═══ Dataset excerpts ═══

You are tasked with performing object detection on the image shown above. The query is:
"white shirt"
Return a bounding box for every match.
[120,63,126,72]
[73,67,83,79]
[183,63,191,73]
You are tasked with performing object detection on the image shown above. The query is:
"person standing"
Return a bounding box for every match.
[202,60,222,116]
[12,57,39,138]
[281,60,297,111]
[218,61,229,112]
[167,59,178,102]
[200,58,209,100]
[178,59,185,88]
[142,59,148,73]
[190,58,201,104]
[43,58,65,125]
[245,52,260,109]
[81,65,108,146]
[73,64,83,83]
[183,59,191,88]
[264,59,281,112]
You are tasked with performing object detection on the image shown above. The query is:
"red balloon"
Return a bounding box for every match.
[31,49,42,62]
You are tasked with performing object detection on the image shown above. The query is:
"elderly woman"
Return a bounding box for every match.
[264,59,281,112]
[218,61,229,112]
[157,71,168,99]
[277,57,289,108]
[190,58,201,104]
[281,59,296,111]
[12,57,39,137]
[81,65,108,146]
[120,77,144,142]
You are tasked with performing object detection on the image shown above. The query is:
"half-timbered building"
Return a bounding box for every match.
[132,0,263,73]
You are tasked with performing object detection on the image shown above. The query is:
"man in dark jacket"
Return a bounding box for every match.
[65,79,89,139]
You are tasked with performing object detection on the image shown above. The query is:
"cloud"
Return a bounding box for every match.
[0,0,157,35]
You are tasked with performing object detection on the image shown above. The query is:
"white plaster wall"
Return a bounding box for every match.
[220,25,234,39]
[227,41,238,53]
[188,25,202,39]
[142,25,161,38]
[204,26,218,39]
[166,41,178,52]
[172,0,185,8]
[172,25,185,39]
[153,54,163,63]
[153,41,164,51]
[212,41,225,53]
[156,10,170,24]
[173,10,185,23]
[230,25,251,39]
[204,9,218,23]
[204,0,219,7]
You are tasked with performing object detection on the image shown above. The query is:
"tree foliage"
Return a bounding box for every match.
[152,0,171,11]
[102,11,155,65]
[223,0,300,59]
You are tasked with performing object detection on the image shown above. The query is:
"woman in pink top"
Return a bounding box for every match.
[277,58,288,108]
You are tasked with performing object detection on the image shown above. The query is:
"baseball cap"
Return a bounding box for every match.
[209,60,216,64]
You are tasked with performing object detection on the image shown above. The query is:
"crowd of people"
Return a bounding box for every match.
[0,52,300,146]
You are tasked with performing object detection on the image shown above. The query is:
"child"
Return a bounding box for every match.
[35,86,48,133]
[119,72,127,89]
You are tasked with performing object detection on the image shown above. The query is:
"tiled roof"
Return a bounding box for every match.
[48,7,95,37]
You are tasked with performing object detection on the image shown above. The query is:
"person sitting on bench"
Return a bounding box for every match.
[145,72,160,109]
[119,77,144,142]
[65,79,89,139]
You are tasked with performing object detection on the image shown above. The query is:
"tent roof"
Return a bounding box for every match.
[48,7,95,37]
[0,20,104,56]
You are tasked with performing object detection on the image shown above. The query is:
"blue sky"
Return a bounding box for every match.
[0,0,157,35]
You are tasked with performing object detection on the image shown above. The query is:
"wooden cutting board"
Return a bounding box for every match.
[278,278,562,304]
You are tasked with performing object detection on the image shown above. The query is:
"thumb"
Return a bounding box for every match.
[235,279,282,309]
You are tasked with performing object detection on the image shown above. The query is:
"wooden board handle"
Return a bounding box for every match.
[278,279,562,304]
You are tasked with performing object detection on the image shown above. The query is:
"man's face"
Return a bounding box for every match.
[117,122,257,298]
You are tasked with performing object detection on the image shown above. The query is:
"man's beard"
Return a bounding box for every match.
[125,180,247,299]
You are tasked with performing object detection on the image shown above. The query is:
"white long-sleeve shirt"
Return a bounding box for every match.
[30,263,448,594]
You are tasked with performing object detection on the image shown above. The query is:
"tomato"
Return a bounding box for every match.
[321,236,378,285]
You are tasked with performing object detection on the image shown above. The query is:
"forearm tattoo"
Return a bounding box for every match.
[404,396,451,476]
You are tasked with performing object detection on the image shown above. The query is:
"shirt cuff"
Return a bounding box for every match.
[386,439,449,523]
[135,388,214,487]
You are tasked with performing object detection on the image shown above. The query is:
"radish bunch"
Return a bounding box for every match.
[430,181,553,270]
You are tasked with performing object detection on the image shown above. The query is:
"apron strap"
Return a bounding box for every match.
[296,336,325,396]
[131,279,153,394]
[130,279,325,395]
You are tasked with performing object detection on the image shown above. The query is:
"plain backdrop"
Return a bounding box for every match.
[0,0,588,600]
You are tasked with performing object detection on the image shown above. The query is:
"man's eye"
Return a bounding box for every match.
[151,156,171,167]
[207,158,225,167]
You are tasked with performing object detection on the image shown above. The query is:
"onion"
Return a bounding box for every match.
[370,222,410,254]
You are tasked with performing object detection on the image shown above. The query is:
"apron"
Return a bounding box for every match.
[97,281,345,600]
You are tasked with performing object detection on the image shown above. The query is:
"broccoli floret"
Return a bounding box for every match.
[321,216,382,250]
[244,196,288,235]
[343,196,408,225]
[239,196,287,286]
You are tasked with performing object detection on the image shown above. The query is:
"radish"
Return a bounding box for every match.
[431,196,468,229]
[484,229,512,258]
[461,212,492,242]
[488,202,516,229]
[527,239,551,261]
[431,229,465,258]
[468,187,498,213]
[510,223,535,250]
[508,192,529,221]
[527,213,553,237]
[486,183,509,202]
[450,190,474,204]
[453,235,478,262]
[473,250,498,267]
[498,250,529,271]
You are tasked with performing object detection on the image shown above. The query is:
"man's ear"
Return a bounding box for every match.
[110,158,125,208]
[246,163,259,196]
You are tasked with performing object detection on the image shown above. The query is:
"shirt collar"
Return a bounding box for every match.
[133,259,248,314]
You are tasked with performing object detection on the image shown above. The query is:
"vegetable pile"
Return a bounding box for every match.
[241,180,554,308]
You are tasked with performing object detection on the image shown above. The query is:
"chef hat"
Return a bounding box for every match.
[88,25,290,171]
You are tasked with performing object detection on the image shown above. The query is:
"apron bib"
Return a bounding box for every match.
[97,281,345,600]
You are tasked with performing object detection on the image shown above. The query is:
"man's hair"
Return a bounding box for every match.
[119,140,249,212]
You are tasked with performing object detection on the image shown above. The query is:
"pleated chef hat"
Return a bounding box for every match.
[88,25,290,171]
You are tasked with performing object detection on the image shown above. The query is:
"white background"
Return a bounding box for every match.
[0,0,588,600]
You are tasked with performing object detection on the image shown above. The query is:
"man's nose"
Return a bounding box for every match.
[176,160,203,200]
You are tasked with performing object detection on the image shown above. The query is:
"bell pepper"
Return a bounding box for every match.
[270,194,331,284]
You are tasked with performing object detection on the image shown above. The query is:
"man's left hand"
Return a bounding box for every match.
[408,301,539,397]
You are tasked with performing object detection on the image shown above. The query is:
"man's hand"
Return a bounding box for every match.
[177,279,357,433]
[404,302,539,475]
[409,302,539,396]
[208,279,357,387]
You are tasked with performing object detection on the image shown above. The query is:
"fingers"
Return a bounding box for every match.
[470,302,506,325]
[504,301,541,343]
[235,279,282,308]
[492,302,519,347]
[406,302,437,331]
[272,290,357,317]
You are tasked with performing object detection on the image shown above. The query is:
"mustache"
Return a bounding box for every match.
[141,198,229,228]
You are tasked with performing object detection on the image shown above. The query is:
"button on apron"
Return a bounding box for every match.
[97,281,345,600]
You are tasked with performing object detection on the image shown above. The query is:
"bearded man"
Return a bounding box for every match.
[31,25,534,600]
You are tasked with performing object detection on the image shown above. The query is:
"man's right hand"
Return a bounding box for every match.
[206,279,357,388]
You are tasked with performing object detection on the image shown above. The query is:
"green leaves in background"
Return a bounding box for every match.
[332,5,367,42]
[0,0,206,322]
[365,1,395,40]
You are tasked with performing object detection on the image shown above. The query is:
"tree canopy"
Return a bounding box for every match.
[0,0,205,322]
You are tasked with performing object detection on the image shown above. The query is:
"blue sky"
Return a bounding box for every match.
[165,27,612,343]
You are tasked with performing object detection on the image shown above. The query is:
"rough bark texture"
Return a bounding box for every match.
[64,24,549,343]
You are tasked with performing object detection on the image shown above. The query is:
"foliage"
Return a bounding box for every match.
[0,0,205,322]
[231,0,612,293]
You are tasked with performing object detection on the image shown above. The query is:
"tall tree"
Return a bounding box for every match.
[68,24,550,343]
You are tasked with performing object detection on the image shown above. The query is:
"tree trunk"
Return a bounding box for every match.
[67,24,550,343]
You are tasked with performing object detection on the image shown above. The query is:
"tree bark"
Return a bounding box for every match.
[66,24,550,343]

═══

### Instructions to follow
Starting at the top of the rows and stopping after the line that contains "[183,63,191,73]", write those lines again with "shirt" swapped for "blouse" and nothing else changed.

### Exercise output
You are tasked with performing object detection on the image shown above. The query is:
"white blouse"
Return a bounding box for every match.
[120,63,126,72]
[73,67,83,79]
[183,63,191,73]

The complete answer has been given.